--- Reading passage ---
Monday, July 02, 2007

Defense Spending Is the Biggest Threat to National Security

UPDATE: Military Industrial Complex totally out of control, pays contractors to destroy multi-million dollar jets.

Bill Clinton pointed out something that's been bothering me since the 1980s. Missile Defense is a crock of shit. There, I said it. This terse statement may even lure a troll from a fake think tank over to this blog with a link to some garbage study. Whatever.

No one in power has the will to question these people. Credit to Bubba. He did open his mouth, and I don't know what the hell got into him. Hillary must be livid about it. Can't you hear the pundits now? "She's weak on defense! She's weak on defense! Bubba said the missile shield is a massive waste of money! They want us all to die!"

Weak on defense? It's impossible to be weak on defense in America. We spend more than the rest of the world. What we spend it on is often useless scams like missile defense or enough nukes to blow up the world a gazillion times. That kind of redundant spending is how you go out of business quickly.

Even the ice cream man knows this.



Recently John Murtha took a stab at private contractors in Iraq.
We got 126,000 contractors over there, some of them making more than the secretary of defense. How in the hell do you justify that?
Murtha was criticised for making the point that so many well compensated, non-military personnel in Iraq might just hurt the morale of the troops who keep getting their tours extended. It hurts the morale of citizens at home who were told the war would last "six days, six weeks, I doubt six months" and would pay for itself with Iraqi oil and wait until you see those cheap gas prices. Instead we see inflated contracts going suspiciously to companies that don't have to bid on them.

A congressional report released this week by Henry Waxman's committee called "More Dollars, Less Sense: Worsening Contracting Trends Under the Bush Administration," revealed that 50.2 percent of Iraq contracts awarded fell short of "full and open competition" to the tune of $206.9 billion. Taxpayers spent $103 billion on contractors in 2006, a 43 percent increase from 2005.
--- Record set ---
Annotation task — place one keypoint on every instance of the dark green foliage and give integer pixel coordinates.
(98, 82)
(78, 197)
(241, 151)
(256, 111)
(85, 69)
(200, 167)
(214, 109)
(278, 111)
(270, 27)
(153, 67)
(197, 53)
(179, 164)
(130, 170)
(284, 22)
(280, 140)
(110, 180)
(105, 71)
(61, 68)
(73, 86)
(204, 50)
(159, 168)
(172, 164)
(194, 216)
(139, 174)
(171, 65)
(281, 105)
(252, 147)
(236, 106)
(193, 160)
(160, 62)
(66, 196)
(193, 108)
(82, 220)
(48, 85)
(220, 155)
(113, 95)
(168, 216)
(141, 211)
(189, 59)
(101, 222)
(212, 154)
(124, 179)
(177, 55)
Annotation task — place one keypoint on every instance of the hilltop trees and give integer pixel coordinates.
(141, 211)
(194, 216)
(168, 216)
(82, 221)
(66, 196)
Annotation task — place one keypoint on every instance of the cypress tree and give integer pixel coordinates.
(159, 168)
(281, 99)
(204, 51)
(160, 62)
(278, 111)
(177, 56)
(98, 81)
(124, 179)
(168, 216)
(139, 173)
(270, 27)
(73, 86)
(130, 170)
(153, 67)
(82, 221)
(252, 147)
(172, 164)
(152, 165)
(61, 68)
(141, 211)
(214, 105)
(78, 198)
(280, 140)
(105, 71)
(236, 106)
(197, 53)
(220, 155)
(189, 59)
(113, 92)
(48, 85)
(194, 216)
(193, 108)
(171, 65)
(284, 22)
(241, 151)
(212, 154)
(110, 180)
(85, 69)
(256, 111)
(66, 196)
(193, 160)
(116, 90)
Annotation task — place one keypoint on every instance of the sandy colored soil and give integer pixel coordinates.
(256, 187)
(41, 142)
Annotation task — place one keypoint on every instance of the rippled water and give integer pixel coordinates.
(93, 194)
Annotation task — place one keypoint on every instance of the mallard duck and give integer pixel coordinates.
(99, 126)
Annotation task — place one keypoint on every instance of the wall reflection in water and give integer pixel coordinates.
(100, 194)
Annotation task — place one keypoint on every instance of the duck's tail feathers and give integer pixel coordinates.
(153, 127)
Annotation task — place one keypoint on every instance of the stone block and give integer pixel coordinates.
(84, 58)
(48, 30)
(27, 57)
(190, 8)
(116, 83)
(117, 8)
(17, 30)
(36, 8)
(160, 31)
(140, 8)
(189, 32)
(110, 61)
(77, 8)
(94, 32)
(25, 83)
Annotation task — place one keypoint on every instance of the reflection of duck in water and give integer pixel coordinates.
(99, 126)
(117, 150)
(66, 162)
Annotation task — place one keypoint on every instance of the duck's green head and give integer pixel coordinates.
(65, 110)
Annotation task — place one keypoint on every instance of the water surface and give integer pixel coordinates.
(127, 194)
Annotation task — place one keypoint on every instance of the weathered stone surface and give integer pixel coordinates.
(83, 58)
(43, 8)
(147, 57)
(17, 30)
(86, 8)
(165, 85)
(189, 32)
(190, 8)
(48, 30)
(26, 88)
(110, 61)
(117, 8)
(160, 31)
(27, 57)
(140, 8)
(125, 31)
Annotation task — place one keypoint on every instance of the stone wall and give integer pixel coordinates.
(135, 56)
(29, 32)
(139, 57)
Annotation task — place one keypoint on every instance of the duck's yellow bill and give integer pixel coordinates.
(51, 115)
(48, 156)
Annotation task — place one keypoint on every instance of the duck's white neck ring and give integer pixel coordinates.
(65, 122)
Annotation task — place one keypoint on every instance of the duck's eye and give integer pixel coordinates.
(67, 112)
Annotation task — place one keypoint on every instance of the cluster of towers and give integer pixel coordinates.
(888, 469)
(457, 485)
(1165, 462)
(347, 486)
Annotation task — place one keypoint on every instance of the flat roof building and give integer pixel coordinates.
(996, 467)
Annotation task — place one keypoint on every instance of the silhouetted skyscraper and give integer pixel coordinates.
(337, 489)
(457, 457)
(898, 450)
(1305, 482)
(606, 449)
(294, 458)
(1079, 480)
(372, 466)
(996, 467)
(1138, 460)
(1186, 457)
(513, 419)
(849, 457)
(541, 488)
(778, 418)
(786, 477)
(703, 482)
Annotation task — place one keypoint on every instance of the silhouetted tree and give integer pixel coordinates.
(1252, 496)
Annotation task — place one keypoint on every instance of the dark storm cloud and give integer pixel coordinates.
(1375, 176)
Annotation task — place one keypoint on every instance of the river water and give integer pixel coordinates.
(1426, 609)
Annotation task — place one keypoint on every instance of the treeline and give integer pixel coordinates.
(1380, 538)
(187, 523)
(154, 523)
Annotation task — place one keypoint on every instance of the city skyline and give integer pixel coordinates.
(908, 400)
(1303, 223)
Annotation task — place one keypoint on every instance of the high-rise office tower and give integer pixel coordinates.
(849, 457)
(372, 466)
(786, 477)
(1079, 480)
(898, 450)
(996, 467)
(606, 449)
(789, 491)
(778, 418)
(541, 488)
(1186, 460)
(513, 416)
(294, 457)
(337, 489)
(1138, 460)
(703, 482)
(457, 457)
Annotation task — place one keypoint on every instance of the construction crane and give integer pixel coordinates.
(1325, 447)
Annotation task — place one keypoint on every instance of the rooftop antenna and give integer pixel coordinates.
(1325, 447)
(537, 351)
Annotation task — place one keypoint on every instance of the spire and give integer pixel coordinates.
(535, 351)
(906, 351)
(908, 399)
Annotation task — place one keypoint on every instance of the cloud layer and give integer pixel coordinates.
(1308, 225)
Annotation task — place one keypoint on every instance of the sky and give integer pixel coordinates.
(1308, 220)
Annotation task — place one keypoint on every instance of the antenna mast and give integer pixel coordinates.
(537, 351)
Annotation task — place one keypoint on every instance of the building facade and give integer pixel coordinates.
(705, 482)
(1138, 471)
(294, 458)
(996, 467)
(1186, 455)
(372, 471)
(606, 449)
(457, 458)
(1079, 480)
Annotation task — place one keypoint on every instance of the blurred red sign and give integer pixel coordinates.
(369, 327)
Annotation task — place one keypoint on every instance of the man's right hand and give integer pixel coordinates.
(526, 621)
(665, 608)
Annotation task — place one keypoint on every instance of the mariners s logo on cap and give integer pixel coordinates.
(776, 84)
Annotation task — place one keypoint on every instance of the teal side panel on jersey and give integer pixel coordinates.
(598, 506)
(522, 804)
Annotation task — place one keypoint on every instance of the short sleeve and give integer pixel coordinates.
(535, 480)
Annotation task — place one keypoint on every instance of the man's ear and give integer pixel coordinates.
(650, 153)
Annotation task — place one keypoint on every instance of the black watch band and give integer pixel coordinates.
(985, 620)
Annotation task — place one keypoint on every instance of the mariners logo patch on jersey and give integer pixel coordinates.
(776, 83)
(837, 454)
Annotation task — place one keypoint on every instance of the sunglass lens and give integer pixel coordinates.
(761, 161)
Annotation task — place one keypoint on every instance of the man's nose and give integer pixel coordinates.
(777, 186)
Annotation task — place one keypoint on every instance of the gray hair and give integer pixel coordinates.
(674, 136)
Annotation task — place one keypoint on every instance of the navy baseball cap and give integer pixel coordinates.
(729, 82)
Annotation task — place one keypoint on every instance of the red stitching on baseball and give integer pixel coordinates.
---
## Work to complete:
According to the blog post on defense spending, how much did taxpayers spend on contractors in 2006? The records are separate material and are unrelated to the text.

## Expected answer:
$103 billion